Source passage START

I have not been exercising this week, but am not beating myself up about it. I will get there. Baby steps. Things Take Time.

Wednesday, March 4, 2009

Writing, writing

I'm very excited about a couple of writing projects that have come my way. Both are off the radar in terms of byline; they're marketing materials and web copy, so my name won't be on them. Still, I'm very excited that this work is coming in. It's fun, it's relatively easy, the pay is generally better and I'm learning a lot.

Some of this is similar to some of the writing I did at a former full-time job, but there's a huge difference in perspective. I like being a consultant much, much better than being an employee. There are several reasons: I make my own schedule; I choose my own projects; and I don't have to jump through hoops to please a boss because it's really about the work, not about the personalities involved. One former boss forbade anyone in the office to wear purple, for example. Woe was me on the day I wore the color for the first time, not having been advised of the rule. It's that kind of nonsense I just cannot deal with, and I'm very glad to be writing on my terms and not having to put up with it any more.

And now, I must get ready to do one of my other jobs; my first piano student will be here shortly. I love teaching privately for many of the same reasons I love being an independent writer.

Thank goodness I figured out that I work best, and most happily, when I work for myself.

Monday, March 2, 2009

A musical weekend

We took the kids to not one, but two musical events this weekend. On Saturday, we attended "Green Eggs and Hamadeus," a program featuring Boston Musica Viva and Rob Kapilow performing selections from Eine Kleine Nachtmusik and Kapilow's own musical/theatrical setting of Dr. Seuss' Green Eggs and Ham.

Source passage END
Data for review START

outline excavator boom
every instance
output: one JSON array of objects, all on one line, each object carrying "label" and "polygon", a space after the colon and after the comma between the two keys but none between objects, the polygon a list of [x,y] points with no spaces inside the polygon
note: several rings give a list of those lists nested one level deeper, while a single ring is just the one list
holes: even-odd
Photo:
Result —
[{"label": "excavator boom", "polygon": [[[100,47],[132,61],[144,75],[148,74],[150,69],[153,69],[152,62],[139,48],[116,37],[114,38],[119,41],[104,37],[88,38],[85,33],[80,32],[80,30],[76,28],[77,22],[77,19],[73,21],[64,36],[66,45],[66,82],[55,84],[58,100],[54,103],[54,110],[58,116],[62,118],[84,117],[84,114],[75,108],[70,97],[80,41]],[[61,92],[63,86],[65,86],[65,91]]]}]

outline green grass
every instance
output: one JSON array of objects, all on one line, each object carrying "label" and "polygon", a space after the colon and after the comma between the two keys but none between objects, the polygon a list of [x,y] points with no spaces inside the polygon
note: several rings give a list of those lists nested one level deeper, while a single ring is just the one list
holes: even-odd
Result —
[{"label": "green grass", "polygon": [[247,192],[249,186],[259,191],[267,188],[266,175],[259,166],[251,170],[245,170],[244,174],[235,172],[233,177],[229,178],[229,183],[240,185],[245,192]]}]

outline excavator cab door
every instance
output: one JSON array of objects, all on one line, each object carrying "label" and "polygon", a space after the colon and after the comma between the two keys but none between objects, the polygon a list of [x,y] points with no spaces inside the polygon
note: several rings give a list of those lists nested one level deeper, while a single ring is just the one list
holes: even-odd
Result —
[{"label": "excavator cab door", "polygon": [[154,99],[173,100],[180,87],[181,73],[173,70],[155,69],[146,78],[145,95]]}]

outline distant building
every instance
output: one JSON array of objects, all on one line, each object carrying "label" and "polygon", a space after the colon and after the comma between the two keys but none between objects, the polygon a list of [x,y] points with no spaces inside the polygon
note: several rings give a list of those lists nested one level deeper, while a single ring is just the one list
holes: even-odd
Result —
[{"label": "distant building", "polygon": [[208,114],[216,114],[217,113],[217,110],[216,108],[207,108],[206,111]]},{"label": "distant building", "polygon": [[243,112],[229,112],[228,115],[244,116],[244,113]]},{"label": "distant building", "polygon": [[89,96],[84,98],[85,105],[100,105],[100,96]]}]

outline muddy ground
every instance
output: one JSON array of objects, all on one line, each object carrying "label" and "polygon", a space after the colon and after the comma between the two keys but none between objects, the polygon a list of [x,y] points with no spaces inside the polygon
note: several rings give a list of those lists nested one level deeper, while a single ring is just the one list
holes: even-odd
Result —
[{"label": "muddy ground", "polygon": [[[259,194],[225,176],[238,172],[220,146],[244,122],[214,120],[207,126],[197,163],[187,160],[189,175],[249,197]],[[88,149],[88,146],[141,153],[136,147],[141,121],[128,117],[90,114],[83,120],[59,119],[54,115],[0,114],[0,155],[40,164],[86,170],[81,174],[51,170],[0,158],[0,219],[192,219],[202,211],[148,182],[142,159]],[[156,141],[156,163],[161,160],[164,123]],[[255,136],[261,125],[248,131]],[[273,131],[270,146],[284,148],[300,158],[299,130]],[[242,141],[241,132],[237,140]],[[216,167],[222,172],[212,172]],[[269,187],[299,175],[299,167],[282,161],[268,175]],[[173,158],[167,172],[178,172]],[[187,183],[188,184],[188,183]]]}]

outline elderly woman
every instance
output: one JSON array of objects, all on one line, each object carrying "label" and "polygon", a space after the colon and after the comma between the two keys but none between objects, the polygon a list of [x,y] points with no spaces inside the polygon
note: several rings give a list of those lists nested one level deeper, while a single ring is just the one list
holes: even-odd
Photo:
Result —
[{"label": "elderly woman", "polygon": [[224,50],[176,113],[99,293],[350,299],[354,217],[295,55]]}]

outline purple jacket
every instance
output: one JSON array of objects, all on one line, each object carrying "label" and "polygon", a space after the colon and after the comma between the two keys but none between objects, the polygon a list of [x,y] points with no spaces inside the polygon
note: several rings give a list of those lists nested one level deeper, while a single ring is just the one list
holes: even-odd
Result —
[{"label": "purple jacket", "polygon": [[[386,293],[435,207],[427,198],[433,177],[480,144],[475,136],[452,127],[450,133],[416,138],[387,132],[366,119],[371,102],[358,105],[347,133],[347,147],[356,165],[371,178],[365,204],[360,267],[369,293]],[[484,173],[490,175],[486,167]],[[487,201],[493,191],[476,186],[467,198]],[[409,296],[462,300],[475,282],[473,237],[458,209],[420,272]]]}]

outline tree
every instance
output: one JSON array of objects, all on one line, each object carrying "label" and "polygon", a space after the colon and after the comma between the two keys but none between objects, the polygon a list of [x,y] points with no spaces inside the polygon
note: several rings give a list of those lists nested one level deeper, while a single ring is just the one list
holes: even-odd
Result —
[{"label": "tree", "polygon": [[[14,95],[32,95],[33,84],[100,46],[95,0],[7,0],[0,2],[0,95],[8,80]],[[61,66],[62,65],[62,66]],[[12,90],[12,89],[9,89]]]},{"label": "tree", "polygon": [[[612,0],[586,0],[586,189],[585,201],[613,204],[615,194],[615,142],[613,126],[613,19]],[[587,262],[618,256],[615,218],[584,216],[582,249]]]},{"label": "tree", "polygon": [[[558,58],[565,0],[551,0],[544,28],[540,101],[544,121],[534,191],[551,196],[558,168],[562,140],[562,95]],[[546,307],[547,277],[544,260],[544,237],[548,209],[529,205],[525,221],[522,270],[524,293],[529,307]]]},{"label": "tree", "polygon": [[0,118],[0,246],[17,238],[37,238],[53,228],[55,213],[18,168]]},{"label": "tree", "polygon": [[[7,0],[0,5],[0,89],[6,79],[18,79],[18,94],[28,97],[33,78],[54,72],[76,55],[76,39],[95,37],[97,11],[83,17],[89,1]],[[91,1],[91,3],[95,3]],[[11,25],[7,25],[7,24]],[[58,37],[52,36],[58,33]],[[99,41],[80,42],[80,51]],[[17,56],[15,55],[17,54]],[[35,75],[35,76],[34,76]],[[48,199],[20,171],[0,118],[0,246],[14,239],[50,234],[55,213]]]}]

Data for review END

Reproduce the blog excerpt from "And now, I must" up to and including "Eggs and Ham.", substituting "guitar" for "piano".

And now, I must get ready to do one of my other jobs; my first guitar student will be here shortly. I love teaching privately for many of the same reasons I love being an independent writer.

Thank goodness I figured out that I work best, and most happily, when I work for myself.

Monday, March 2, 2009

A musical weekend

We took the kids to not one, but two musical events this weekend. On Saturday, we attended "Green Eggs and Hamadeus," a program featuring Boston Musica Viva and Rob Kapilow performing selections from Eine Kleine Nachtmusik and Kapilow's own musical/theatrical setting of Dr. Seuss' Green Eggs and Ham.